*** ENTRIES SHOWN Section Begins ***
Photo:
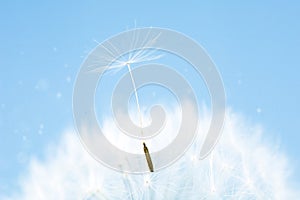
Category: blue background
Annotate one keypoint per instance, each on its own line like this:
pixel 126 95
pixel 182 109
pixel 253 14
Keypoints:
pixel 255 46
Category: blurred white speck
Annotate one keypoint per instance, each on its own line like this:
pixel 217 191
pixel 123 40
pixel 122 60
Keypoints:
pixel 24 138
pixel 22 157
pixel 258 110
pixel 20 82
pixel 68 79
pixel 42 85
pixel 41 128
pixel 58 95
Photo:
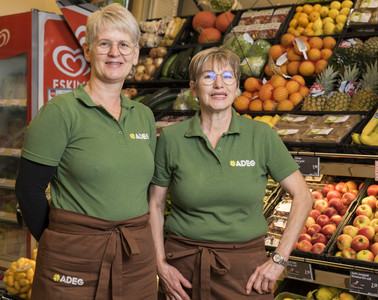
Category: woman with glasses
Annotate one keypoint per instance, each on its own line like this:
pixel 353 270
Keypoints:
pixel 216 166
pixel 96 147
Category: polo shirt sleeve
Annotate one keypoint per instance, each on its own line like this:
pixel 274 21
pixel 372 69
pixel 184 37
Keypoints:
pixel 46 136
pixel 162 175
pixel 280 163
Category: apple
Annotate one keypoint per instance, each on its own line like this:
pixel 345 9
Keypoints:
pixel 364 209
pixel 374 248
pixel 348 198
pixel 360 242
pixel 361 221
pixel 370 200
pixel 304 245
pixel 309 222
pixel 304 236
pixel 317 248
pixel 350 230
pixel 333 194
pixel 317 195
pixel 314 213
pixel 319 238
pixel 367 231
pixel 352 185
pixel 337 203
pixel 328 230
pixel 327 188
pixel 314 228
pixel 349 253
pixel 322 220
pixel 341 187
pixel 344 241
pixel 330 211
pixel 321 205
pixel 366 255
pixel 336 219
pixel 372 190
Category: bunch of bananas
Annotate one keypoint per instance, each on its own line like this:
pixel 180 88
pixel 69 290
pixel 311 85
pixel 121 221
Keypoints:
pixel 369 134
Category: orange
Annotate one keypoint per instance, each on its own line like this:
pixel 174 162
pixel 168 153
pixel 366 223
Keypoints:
*** ENTRIES SHOWN Section Ends ***
> _TASK GOAL_
In the data, how many lines hold the word "Category"? State that number alone.

> _RESULT OF THIS TASK_
7